■ Given records

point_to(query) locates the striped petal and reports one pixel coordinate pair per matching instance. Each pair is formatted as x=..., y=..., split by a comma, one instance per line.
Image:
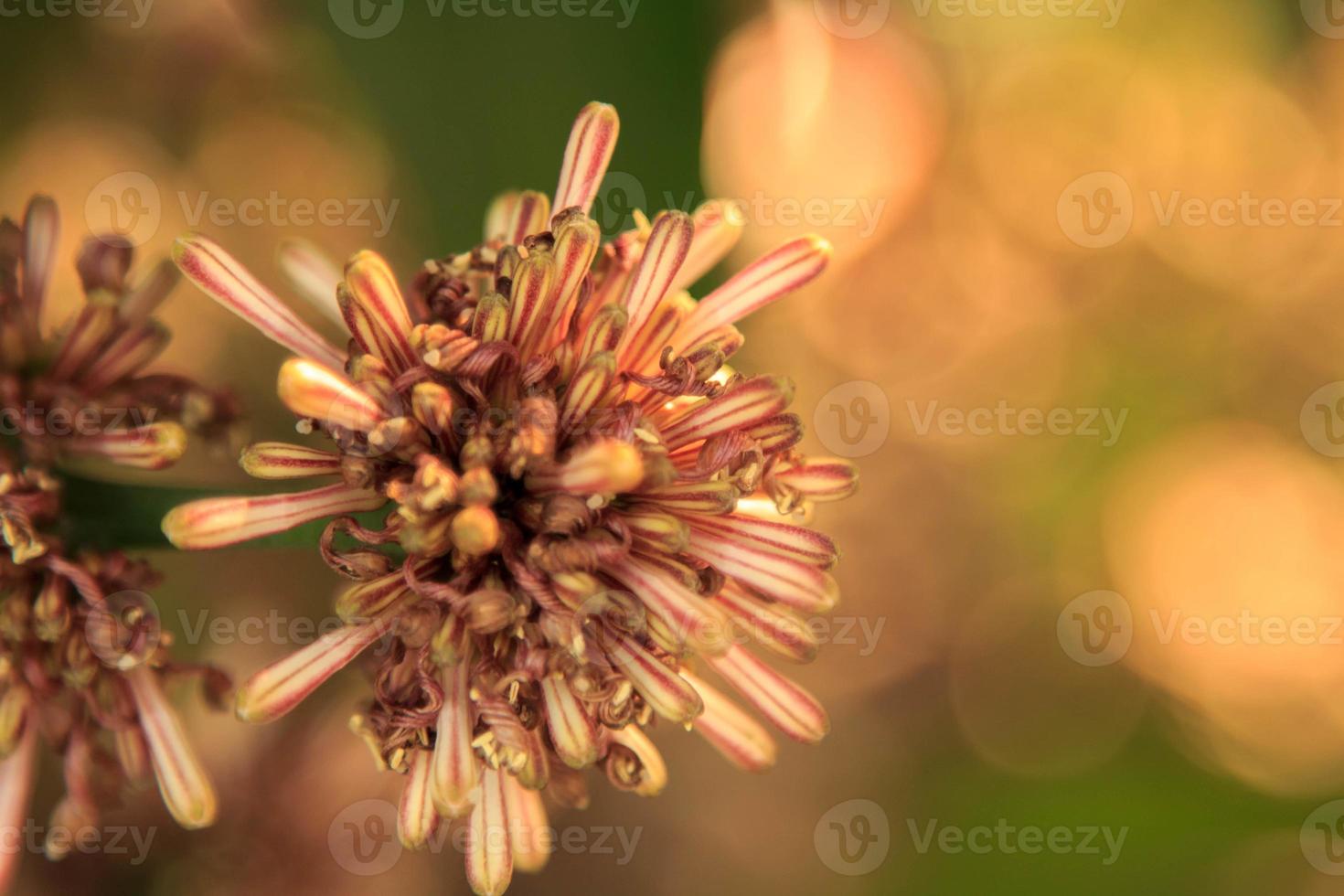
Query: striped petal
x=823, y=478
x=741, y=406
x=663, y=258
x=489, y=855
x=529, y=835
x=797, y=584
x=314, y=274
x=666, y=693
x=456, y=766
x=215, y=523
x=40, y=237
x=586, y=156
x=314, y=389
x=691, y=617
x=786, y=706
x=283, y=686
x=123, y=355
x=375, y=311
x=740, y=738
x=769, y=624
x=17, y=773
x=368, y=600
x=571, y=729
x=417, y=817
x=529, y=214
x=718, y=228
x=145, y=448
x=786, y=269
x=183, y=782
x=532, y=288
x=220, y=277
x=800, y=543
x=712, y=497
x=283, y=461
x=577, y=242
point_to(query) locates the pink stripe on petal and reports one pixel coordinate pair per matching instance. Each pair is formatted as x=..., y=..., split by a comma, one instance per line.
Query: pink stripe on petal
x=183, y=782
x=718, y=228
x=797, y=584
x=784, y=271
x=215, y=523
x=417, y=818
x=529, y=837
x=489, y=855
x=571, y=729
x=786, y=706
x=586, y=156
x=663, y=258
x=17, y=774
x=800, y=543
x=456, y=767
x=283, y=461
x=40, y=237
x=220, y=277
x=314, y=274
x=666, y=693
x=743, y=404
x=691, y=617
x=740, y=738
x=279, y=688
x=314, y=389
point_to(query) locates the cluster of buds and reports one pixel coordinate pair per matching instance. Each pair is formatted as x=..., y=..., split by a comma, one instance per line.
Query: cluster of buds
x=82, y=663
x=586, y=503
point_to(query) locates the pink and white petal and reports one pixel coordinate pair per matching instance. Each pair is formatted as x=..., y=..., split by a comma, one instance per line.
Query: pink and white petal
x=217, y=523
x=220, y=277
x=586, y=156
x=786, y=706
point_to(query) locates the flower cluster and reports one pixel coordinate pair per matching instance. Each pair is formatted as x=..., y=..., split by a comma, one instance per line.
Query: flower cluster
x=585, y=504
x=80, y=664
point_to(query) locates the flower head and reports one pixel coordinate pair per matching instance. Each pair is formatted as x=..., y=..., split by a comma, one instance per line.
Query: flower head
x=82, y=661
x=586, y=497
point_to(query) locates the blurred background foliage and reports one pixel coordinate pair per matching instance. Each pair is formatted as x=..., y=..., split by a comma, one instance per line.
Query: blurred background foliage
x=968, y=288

■ Aim of the exercise
Transcribe everything above exactly. Do not include the pictures.

■ Response area
point_to(query) locates the striped petal and reports one pixel coordinate pair per matching instance. Each pair is formatted as x=..., y=..., split by a comma, one instance per line.
Image:
Query: striped petal
x=823, y=478
x=741, y=406
x=663, y=258
x=489, y=855
x=529, y=835
x=797, y=584
x=314, y=274
x=666, y=693
x=456, y=766
x=215, y=523
x=40, y=237
x=586, y=156
x=314, y=389
x=691, y=617
x=786, y=706
x=283, y=686
x=123, y=355
x=375, y=311
x=740, y=738
x=769, y=624
x=17, y=773
x=368, y=600
x=571, y=729
x=417, y=817
x=529, y=214
x=718, y=228
x=145, y=448
x=786, y=269
x=183, y=782
x=532, y=288
x=220, y=277
x=800, y=543
x=712, y=497
x=283, y=461
x=577, y=242
point_to(query) locates the pink stripe on petal and reports one pixel coordinate pair per matching instance. Each pair is formatted as x=..., y=..., split by a comma, one instance per line.
Query: pink stripe on petal
x=183, y=782
x=718, y=228
x=797, y=584
x=784, y=271
x=215, y=523
x=417, y=818
x=529, y=837
x=489, y=855
x=571, y=729
x=786, y=706
x=586, y=156
x=663, y=258
x=17, y=774
x=800, y=543
x=456, y=767
x=283, y=461
x=40, y=237
x=220, y=277
x=314, y=274
x=666, y=693
x=743, y=404
x=691, y=617
x=740, y=738
x=279, y=688
x=314, y=389
point_to(query) locates the cluster of buds and reports one pixel coordinate pair per matching instance. Each pair is formatted as x=..., y=..., split by a comma, one instance per line.
Query: cluster of buds
x=82, y=663
x=586, y=503
point_to(query) locates the pink and white petal and reports one pixel coordinate pair per matching instance. Each pair is formatted as x=..., y=..., split by a comma, one instance per line.
Query: pink and white petal
x=217, y=523
x=220, y=277
x=586, y=156
x=786, y=706
point_to(query) locates the flower cluster and reports one pixel coordinate pair per matching instance. Each pair is formatted as x=..., y=..., split by a comma, one instance per line.
Query: flower cluster
x=585, y=504
x=80, y=664
point_to(query) locates the flower head and reports one pixel coordinate pair per matching instance. Each pair is formatted as x=..., y=..., split by a comma, one instance per line.
Query: flower head
x=82, y=661
x=586, y=497
point_to(query) locates the blurred background foliage and reports one pixel coordinate pair per matching instance. Each pair is formatted as x=..., y=..., split by a comma, one instance per line.
Query: blurred background foliage
x=968, y=288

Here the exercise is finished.